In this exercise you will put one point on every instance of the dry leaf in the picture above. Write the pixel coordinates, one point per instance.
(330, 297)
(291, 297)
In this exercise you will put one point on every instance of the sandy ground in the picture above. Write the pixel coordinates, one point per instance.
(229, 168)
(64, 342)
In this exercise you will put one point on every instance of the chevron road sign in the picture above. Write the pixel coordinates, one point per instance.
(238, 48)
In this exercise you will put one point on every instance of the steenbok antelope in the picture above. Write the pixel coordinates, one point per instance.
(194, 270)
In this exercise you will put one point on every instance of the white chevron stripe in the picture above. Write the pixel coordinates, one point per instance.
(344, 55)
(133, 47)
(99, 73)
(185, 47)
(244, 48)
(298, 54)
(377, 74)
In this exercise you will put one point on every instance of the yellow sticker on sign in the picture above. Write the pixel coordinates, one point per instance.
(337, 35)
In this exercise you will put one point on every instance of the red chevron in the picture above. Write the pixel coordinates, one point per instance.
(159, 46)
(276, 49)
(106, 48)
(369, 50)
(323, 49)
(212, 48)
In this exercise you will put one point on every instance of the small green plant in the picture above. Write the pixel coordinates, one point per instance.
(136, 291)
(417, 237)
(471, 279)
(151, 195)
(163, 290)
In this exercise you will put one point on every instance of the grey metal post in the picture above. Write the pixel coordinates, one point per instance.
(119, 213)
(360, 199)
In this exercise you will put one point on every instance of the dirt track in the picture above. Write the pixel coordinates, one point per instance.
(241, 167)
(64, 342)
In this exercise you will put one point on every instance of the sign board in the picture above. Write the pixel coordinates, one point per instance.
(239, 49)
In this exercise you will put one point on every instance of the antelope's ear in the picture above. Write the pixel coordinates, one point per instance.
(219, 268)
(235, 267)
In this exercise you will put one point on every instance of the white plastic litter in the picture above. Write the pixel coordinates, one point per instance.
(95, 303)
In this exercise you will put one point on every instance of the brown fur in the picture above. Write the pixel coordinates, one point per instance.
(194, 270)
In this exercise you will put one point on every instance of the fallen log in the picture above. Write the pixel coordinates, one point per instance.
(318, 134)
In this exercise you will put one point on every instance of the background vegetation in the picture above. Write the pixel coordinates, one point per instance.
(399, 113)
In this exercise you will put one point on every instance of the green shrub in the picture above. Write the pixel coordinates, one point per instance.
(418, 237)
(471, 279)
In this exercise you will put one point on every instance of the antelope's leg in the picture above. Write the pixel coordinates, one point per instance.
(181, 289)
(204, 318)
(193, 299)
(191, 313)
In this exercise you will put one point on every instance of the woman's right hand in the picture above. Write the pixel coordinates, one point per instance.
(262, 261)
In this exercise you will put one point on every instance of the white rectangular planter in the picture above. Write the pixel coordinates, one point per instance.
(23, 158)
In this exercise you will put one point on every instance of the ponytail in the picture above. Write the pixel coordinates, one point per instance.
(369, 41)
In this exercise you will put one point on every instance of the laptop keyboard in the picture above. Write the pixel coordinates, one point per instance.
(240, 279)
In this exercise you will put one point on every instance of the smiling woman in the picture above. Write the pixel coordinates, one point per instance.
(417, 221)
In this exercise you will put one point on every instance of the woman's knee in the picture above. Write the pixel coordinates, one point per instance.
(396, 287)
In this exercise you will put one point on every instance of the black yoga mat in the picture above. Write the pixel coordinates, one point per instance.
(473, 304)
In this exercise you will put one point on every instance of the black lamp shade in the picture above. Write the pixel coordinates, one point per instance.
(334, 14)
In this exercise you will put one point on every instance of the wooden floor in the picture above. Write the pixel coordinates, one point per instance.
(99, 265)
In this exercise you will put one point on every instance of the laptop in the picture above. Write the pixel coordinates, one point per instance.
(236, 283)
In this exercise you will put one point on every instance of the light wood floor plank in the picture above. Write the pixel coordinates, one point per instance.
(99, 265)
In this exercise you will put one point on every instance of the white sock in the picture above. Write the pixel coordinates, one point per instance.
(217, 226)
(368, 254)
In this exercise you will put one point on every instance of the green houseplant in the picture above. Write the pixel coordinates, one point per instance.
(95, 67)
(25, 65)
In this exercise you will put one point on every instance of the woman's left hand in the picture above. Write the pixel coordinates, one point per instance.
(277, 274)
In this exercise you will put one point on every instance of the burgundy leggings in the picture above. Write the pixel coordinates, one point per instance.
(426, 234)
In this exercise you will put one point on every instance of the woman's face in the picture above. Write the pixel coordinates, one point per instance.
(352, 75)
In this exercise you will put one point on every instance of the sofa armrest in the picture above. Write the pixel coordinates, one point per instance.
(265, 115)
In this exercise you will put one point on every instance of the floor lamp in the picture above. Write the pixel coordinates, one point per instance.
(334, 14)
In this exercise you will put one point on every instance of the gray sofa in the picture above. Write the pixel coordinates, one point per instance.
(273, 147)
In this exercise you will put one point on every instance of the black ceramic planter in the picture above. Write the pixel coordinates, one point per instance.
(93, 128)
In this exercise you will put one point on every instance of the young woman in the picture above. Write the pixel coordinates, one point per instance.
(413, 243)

**About this exercise:**
Repeat each entry above exactly as it appears.

**Expected output:**
In this exercise you will put one point on every instance of the dry leaf in the picture above. Write the pixel coordinates, one point per instance.
(330, 297)
(291, 297)
In this exercise you will put one point on every instance of the sandy ground in the picture above. Write the pixel coordinates, one point per instance.
(229, 168)
(64, 342)
In this exercise you will put one point on every instance of the chevron road sign in the picture above. Write the pixel coordinates, one point per instance.
(238, 48)
In this exercise you will put one point on every instance of the steenbok antelope in the picture above. Write the pixel coordinates, one point per instance.
(194, 270)
In this exercise you will put one point on every instance of the white chevron stripe in the picture above. Write the pixel coordinates, one point per instance.
(344, 55)
(133, 47)
(99, 73)
(185, 47)
(244, 48)
(298, 54)
(377, 74)
In this exercise you will put one point on every instance of the yellow sticker on sign in the picture above. Write the pixel coordinates, one point per instance.
(337, 35)
In this exercise you will put one point on every instance of the red chevron in the picture above. Write the pixel coordinates, one point per instance.
(159, 46)
(276, 49)
(106, 48)
(369, 50)
(323, 49)
(212, 48)
In this exercise you will put one point on every instance of the small green plant in the picture above. Write the pixel coordinates, one point per instance.
(136, 291)
(417, 237)
(471, 279)
(151, 195)
(163, 290)
In this exercise you will put one point on every instance of the grey metal post in the picture above. Write the pixel coordinates, one point per instance.
(119, 213)
(360, 199)
In this exercise you will put one point on every instance of the dirt track in the picture above. Write the pixel coordinates, one point per instance.
(241, 167)
(64, 342)
In this exercise you will put one point on every instance of the sign board in the picture above. Write the pixel coordinates, one point per instance.
(239, 49)
In this exercise you will put one point on every instance of the antelope's ear in the picture above. Write the pixel coordinates, one point per instance.
(219, 268)
(235, 267)
In this exercise you will put one point on every instance of the white plastic litter in the picture above. Write the pixel coordinates, one point per instance.
(95, 303)
In this exercise you will put one point on every instance of the brown fur in the picture above. Write the pixel coordinates, one point per instance.
(194, 270)
In this exercise you will put one point on every instance of the fallen log in the picture above. Write the pixel coordinates, one point per instance.
(318, 134)
In this exercise you will put one point on every instance of the background vegetation in the picture above. Write the pixel coordinates, one point per instance.
(399, 113)
In this exercise you will put one point on every instance of the green shrub in the picture above. Write the pixel coordinates, one point per instance.
(418, 237)
(471, 279)
In this exercise you will put one point on every instance of the antelope's leg in the picture above. Write the pixel coordinates, one point per instance.
(181, 289)
(204, 318)
(193, 299)
(191, 313)
In this exercise you will put one point on every instance of the woman's right hand in the picture above. Write the pixel coordinates, one point per instance.
(262, 261)
In this exercise you will put one point on every instance of the white rectangular planter in the picture above. Write the pixel coordinates, one point per instance.
(23, 158)
In this exercise you will put one point on every instance of the ponytail in the picture above. Write the pixel coordinates, one point per instance.
(369, 41)
In this exercise you will put one point on every instance of the laptop keyboard in the picture above. Write the pixel coordinates, one point per instance.
(240, 279)
In this exercise you will put one point on every instance of the smiling woman in the picture above. Write the pixel coordinates, one point per instance.
(417, 221)
In this exercise you will put one point on every instance of the woman's knee in the picture above. Write the pixel coordinates, one point per instance.
(396, 287)
In this exercise you will put one point on every instance of the black yoga mat in the picture above. Write the pixel coordinates, one point per instance.
(473, 304)
In this exercise you will put one point on every instance of the black lamp shade in the picture above. Write the pixel coordinates, one point per instance.
(334, 14)
In this exercise you will put one point on every instance of the wooden floor in the picture above. Write the pixel coordinates, one point per instance.
(99, 265)
In this exercise you will put one point on every instance of the laptop in the picture above. Write the pixel coordinates, one point per instance.
(236, 283)
In this exercise you will put one point on every instance of the light wood floor plank in the picture above. Write the pixel coordinates, one point per instance.
(99, 265)
In this exercise you will put one point on every instance of the white sock in the picture above. Write the pixel coordinates, one point per instance.
(217, 226)
(368, 254)
In this exercise you will put one point on every instance of the green houseplant in the picture above. Write the pixel coordinates, one point per instance.
(95, 67)
(25, 65)
In this exercise you will put one point on every instance of the woman's left hand in the picture above. Write the pixel coordinates, one point per instance.
(277, 274)
In this exercise you will put one point on every instance of the burgundy leggings in the picture above. Write the pixel coordinates, one point per instance.
(426, 234)
In this exercise you will put one point on every instance of the woman's face in the picture above. Write the pixel coordinates, one point per instance.
(352, 75)
In this exercise you will put one point on every instance of the sofa armrest in the picture above. Write the pixel coordinates, one point per instance.
(265, 115)
In this exercise you will put one point on every instance of the floor lamp in the picture above. Write the pixel coordinates, one point per instance.
(334, 14)
In this exercise you will put one point on every instance of the gray sofa in the picture above. Write the pixel coordinates, one point per instance.
(273, 147)
In this exercise you will put one point on every instance of the black ceramic planter in the picture above. Write the pixel coordinates, one point per instance.
(93, 128)
In this exercise you will put one point on every instance of the young woman in the picture above. Write the pixel coordinates, one point per instance.
(413, 243)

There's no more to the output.